**TO DO**
Answer these questions from the article about the Hillsdale mayor.
1. How old was Michael Sessions when he ousted the previous mayor?
2. What kind of cancer was he diagnosed with?
3. What rule change does he hope will re-energize the downtown?

TEXT Start Marker

After recall effort, cancer, young mayor emerges wiser

HILLSDALE, Mich. – To say that Mayor Michael Sessions has had a rough year is an understatement.

First, he faced criminal charges for Internet pranks against his former campaign manager. That spawned a short-lived recall campaign. Then, just as things seemed to be settling down, Sessions got some devastating news.

The 20-year-old had testicular cancer and needed surgery right away.

“It’s been a bit of a hectic summer,” he said this month with a sly half-smile.

Sessions set off a media frenzy in the small college town of Hillsdale two years ago when, at 18 and still a high school senior, he ousted the mayor with a write-in election campaign.

Now cancer-free, he talks openly about his treatment and the ups and downs of city politics. But he’s more guarded about his future plans and how his time in office has changed him.

The cancer diagnosis forced the on-the-go Sessions to slow down, and he’s more contemplative about his life, his job and his family. But he said he still has a lot to accomplish in his last two years in office.

Sessions hopes to re-energize the downtown by changing rules so more people can live on upper floors of buildings. He also wants to get more young people involved in government.

TEXT End Marker
PROVIDED MATERIAL Start Marker

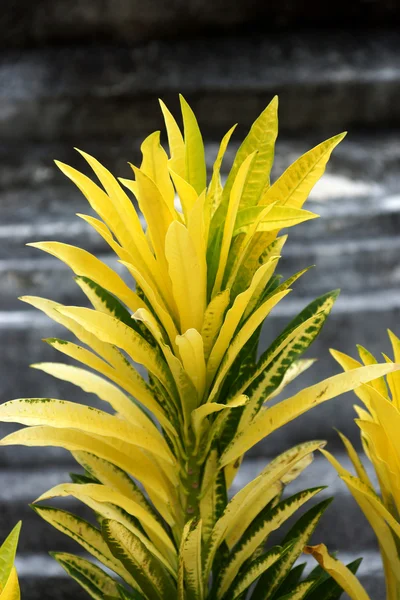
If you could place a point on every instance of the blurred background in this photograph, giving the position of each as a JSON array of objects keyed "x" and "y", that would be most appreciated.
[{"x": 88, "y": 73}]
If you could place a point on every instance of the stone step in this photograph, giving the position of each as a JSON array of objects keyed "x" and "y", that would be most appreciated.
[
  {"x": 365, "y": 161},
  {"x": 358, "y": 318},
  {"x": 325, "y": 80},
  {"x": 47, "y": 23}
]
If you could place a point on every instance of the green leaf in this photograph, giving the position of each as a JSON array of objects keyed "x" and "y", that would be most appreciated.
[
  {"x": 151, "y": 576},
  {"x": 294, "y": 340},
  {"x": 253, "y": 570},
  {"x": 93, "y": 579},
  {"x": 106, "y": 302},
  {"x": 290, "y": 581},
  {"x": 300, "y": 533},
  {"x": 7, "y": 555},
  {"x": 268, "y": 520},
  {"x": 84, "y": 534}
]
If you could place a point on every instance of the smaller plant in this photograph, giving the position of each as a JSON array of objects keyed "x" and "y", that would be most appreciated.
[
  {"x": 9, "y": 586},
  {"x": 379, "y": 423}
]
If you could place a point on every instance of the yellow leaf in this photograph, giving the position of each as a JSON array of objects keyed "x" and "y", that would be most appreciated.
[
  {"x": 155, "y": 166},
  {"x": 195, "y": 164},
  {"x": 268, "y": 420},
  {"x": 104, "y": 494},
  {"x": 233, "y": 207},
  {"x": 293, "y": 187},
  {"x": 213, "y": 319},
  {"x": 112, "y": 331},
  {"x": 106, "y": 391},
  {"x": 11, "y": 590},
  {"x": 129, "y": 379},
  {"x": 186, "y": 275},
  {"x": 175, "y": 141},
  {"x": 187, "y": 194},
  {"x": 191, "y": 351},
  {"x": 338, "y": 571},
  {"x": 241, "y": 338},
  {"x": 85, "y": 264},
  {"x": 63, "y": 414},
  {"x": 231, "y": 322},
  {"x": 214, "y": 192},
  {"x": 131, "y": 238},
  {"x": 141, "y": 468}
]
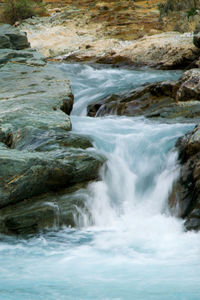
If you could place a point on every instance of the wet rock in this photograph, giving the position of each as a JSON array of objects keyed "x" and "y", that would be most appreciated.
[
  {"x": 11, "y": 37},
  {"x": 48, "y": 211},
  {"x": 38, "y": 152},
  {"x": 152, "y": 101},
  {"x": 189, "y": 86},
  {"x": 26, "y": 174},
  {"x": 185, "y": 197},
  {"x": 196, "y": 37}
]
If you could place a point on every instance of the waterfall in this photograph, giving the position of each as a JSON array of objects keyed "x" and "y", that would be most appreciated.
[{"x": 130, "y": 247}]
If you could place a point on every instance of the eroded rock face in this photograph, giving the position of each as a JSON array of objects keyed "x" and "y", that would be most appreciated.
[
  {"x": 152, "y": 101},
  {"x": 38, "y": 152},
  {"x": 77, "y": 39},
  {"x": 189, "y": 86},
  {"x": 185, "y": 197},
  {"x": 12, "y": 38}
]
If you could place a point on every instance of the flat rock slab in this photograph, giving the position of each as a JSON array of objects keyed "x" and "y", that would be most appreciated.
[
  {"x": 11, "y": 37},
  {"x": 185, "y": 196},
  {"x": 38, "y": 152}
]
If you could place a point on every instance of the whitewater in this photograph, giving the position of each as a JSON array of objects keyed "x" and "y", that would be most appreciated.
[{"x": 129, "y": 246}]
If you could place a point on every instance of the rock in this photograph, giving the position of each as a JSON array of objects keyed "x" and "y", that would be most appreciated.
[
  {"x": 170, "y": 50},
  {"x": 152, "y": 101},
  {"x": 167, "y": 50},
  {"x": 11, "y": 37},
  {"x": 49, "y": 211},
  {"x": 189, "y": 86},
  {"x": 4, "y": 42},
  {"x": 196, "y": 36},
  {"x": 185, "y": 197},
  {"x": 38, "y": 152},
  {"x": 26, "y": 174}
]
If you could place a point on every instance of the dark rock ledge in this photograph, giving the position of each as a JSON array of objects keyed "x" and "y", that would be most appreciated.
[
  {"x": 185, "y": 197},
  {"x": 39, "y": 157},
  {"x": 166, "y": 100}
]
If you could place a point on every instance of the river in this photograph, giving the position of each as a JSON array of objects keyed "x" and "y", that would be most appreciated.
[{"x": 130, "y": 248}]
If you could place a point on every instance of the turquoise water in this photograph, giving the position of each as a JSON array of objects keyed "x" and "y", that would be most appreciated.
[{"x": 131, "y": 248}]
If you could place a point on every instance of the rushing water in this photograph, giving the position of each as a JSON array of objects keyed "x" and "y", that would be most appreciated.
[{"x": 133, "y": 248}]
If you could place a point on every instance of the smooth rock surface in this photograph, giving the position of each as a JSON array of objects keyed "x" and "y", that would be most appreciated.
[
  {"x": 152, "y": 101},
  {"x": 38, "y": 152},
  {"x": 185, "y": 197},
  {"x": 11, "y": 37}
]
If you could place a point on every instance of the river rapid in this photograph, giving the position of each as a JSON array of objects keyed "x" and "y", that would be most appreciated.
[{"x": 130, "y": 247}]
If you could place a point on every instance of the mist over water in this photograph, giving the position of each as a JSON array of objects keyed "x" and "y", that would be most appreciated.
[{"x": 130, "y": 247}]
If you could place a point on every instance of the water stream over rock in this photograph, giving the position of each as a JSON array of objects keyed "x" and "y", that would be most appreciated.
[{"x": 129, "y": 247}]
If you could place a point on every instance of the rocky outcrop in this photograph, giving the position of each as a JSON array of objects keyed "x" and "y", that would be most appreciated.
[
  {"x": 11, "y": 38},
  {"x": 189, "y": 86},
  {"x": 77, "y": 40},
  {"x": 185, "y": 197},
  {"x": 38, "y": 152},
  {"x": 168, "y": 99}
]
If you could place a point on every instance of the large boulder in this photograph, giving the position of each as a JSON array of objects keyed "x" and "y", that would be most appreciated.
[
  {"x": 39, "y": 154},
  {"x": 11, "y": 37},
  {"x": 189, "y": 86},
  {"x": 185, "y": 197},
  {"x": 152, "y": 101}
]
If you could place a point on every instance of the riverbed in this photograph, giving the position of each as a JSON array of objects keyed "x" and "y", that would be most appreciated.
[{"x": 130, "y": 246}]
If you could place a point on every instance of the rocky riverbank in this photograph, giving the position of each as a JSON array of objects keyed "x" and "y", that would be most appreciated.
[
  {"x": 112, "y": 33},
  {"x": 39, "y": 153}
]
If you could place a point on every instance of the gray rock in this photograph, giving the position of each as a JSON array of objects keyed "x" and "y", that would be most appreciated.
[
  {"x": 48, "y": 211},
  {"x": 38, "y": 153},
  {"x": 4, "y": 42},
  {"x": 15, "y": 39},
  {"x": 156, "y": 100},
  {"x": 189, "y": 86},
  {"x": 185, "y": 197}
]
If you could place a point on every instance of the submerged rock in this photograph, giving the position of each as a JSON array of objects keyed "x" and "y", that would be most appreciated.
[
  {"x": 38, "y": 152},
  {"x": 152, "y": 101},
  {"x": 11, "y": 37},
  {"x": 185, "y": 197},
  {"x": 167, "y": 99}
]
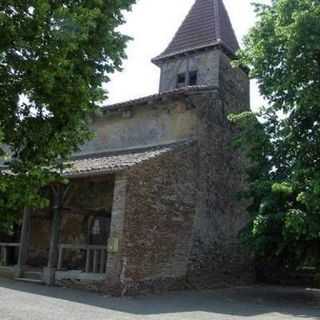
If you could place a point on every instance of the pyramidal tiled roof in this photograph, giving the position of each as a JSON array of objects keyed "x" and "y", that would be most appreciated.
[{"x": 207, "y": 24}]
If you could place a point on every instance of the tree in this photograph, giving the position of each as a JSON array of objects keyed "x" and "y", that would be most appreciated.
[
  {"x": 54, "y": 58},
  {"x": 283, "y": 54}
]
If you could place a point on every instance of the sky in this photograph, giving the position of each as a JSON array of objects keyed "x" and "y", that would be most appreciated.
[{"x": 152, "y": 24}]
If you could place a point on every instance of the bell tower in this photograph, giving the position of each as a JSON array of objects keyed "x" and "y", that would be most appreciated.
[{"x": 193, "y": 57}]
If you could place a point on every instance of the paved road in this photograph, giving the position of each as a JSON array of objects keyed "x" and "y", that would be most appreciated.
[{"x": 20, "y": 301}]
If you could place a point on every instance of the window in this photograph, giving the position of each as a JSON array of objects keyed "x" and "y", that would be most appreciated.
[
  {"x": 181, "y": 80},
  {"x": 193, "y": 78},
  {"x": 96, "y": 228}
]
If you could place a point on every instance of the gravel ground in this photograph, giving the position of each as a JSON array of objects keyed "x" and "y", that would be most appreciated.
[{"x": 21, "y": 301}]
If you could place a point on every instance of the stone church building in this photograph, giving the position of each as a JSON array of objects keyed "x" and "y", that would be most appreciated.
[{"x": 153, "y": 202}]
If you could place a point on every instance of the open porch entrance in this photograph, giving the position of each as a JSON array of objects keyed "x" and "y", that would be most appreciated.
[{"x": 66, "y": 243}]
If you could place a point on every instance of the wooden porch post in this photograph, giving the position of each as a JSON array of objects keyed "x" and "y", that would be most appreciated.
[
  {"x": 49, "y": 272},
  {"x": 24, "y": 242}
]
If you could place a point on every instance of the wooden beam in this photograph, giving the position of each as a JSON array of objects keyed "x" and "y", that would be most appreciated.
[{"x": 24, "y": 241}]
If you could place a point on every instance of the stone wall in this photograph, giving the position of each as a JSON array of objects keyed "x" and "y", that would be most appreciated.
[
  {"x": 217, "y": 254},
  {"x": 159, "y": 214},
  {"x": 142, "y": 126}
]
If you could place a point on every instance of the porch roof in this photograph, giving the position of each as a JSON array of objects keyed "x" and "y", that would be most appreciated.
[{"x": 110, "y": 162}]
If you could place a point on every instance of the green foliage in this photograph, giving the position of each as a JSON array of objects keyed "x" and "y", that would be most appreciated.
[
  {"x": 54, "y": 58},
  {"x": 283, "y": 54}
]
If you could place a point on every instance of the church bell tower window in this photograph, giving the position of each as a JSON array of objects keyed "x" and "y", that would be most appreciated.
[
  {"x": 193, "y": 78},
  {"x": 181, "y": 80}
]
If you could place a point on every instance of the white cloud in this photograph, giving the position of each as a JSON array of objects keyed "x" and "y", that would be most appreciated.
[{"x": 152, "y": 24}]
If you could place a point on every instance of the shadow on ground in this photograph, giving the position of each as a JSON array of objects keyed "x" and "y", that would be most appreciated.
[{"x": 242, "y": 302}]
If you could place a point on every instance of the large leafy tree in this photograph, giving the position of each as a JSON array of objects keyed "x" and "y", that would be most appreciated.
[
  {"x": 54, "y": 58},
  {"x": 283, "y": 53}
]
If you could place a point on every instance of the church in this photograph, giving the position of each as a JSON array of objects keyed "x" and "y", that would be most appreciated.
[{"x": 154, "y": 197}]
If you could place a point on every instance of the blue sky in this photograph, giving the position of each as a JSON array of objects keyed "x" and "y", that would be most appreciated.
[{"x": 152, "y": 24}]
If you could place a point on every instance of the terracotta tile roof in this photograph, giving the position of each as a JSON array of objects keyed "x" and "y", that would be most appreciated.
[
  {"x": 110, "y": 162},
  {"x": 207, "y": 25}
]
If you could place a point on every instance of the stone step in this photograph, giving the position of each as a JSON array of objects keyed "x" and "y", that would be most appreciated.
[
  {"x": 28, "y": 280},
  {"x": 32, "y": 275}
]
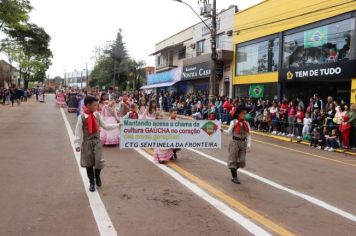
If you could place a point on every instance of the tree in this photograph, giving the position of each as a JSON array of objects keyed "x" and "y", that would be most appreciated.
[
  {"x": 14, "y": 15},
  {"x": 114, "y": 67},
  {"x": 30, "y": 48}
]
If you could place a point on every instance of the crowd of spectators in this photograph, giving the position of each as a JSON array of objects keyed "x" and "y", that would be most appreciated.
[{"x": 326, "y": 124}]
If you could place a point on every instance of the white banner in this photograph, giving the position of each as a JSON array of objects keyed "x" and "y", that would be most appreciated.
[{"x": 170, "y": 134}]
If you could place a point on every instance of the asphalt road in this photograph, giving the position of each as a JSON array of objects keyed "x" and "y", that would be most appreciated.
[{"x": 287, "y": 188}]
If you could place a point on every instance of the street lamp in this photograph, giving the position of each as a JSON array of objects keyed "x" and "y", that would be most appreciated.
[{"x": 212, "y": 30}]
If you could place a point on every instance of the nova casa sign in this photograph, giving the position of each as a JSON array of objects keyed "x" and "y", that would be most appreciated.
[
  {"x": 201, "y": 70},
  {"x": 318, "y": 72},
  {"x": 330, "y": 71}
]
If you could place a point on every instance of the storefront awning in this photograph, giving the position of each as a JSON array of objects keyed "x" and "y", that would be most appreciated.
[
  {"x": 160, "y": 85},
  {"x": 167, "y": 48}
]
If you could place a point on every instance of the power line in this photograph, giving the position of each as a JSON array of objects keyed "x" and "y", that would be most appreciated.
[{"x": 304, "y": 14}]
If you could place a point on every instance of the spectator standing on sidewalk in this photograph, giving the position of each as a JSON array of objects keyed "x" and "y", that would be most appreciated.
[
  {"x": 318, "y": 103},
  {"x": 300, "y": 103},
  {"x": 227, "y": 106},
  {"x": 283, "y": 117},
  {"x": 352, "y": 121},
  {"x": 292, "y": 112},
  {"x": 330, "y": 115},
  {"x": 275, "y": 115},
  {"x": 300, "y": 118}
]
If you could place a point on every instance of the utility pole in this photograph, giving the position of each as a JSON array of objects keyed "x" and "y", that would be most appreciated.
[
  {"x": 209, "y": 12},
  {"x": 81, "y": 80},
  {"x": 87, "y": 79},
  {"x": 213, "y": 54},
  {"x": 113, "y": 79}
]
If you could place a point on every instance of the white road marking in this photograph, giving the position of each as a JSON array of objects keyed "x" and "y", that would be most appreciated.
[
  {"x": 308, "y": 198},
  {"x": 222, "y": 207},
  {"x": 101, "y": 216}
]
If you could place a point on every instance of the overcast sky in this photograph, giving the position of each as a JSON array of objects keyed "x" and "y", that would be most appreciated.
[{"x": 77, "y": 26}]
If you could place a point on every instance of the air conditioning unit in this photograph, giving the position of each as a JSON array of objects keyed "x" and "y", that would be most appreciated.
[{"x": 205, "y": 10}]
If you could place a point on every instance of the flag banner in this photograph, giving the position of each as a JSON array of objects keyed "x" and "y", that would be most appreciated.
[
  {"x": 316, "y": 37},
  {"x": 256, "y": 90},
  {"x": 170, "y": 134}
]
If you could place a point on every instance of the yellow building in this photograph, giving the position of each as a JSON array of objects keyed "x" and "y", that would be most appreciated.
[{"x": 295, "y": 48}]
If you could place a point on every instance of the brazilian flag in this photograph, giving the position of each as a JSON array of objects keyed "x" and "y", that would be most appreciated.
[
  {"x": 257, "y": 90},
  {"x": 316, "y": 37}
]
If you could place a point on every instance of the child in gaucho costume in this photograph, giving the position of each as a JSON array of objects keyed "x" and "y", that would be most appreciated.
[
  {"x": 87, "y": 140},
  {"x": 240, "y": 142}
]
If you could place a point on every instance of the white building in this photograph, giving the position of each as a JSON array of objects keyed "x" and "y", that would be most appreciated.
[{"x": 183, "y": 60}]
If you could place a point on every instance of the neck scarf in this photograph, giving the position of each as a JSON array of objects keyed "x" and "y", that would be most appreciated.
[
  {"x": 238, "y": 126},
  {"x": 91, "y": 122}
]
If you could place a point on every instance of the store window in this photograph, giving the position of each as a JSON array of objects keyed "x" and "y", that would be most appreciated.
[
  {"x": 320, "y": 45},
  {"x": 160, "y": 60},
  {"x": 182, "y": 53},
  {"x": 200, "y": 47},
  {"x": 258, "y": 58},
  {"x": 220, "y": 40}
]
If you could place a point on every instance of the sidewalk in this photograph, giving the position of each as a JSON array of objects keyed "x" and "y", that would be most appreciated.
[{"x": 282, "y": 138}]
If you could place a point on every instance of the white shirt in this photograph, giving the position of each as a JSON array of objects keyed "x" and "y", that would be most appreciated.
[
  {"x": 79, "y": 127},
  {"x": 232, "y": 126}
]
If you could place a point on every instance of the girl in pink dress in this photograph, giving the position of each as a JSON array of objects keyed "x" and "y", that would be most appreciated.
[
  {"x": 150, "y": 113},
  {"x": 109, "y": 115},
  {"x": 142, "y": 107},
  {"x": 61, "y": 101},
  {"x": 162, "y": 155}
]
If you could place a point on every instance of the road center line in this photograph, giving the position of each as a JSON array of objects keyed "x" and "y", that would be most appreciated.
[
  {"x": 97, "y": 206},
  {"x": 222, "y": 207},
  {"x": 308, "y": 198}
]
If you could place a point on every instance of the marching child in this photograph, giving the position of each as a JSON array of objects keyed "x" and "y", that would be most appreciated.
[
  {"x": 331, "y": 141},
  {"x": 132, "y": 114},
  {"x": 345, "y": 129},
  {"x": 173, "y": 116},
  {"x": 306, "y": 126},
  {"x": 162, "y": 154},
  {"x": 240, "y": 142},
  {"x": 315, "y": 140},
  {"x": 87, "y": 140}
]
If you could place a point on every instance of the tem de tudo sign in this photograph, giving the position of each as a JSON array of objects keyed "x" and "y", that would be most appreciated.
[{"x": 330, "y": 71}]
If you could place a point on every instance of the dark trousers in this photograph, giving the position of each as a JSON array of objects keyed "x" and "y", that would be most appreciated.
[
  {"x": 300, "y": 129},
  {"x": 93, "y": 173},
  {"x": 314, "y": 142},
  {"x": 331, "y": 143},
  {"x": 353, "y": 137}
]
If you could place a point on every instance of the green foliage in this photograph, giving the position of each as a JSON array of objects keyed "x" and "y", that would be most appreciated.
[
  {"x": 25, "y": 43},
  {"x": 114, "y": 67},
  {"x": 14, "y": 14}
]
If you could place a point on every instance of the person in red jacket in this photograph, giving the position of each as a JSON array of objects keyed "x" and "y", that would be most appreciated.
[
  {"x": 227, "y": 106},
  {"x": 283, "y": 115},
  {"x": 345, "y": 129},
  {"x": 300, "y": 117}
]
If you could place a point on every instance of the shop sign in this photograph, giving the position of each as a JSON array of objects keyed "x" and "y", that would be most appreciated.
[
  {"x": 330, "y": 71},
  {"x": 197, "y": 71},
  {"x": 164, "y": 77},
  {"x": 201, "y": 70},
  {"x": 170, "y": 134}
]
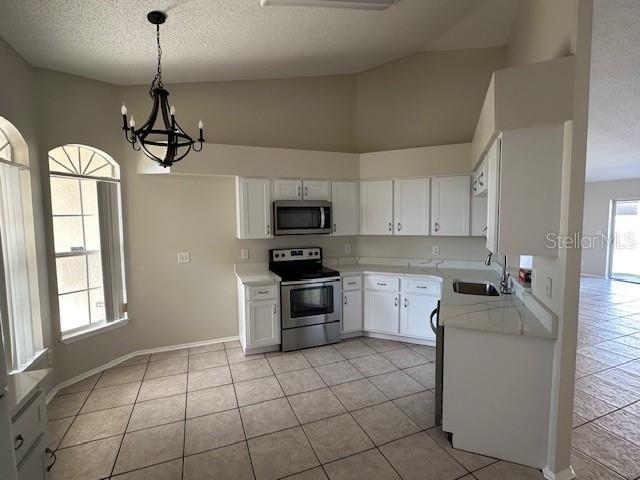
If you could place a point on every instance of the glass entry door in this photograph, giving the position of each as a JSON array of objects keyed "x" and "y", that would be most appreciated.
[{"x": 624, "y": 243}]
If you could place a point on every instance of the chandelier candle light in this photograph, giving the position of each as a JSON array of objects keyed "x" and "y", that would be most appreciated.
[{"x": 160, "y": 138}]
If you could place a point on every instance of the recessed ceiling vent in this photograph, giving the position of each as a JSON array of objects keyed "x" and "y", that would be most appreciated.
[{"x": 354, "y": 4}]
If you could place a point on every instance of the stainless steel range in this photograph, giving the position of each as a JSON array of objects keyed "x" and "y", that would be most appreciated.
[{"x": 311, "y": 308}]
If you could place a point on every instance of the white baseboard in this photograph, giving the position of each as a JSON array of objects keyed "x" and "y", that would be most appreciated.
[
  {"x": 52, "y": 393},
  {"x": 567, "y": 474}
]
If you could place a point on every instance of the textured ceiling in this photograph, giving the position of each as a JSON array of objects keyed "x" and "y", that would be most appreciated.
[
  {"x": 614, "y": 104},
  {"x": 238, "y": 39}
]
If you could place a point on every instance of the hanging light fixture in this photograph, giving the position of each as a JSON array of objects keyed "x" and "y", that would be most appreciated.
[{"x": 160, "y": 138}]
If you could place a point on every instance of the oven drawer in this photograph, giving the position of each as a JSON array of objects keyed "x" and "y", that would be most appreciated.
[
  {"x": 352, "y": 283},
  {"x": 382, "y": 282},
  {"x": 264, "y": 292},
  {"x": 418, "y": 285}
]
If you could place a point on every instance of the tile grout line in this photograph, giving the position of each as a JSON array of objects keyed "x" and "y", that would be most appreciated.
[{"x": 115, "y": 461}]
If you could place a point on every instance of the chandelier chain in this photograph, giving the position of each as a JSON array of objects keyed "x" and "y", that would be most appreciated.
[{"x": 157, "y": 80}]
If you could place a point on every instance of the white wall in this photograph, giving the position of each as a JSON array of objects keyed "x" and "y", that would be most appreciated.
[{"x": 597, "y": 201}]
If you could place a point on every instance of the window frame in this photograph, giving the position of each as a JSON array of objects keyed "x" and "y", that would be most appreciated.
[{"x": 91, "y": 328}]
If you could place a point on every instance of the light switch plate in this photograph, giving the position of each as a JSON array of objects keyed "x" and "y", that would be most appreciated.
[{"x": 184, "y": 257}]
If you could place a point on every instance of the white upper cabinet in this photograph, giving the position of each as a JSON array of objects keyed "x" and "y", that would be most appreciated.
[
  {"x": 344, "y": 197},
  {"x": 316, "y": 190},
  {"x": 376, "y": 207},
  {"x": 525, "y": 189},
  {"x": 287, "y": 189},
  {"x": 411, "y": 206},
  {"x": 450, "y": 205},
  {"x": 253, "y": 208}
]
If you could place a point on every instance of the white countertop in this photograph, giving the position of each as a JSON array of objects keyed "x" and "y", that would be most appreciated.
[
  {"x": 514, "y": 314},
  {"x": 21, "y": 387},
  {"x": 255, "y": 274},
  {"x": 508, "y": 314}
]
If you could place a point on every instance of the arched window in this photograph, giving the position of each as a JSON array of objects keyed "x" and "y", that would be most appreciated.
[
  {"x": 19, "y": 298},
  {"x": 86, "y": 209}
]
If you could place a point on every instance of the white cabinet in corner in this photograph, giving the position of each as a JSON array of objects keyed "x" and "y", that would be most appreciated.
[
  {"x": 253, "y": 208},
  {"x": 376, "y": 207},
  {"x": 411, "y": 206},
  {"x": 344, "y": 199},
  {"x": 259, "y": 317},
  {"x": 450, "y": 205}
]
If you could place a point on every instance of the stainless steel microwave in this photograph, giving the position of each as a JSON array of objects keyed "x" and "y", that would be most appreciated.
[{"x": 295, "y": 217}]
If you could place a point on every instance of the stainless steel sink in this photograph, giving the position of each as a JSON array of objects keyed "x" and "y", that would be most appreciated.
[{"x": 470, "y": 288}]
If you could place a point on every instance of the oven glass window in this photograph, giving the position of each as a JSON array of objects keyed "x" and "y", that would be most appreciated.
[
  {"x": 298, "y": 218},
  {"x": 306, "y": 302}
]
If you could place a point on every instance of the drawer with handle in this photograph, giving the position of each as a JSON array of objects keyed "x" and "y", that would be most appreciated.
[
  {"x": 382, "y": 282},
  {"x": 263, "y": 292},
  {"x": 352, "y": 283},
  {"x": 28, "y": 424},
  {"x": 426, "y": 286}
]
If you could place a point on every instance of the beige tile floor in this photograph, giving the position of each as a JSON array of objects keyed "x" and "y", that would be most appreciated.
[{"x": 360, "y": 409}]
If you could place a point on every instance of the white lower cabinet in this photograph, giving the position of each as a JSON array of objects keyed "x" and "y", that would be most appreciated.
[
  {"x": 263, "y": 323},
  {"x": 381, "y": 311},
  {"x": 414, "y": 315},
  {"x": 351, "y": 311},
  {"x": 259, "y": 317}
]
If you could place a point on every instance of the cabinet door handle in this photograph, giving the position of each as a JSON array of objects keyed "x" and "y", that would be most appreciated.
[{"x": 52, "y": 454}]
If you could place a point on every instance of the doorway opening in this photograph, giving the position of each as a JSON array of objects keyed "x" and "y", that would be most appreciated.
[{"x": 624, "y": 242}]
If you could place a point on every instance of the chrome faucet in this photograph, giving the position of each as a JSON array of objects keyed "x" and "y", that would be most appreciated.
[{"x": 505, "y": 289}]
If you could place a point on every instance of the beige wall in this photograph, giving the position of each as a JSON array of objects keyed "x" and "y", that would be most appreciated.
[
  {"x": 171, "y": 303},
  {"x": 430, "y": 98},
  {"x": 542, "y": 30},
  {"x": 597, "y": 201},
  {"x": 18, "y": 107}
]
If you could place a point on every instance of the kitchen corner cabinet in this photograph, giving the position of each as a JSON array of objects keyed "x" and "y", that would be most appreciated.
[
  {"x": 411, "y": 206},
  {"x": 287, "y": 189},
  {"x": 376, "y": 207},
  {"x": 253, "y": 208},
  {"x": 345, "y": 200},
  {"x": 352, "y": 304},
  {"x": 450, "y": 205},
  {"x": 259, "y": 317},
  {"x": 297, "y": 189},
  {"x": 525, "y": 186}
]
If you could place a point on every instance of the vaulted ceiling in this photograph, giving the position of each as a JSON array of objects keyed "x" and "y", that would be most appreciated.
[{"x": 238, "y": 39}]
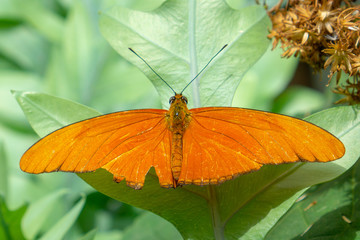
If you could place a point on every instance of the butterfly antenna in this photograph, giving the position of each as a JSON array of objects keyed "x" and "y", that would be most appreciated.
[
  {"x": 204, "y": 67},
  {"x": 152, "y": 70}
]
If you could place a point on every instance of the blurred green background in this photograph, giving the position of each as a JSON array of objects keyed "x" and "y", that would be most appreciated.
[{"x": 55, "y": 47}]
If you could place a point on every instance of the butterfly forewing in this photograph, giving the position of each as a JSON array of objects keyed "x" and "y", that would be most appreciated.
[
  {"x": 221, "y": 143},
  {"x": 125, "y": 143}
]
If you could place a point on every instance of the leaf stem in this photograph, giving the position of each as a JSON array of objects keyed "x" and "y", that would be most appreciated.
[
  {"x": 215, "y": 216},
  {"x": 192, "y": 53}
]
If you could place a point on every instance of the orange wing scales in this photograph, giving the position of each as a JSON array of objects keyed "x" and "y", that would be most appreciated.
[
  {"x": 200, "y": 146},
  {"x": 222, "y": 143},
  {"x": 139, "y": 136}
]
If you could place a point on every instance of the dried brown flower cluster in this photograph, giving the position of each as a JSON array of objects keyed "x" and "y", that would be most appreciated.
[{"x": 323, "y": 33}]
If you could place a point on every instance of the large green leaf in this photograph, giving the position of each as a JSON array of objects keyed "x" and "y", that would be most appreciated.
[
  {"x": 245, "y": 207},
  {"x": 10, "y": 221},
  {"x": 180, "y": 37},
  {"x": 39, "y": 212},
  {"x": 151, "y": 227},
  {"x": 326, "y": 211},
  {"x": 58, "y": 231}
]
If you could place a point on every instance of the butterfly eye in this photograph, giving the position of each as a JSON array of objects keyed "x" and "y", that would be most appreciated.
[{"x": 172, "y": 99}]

PROVIDED MATERIAL End Marker

**OUTPUT**
1. He was 18 and still a high school senior.
2. Testicular cancer.
3. Changing the rules so more people can live on the upper floors of buildings.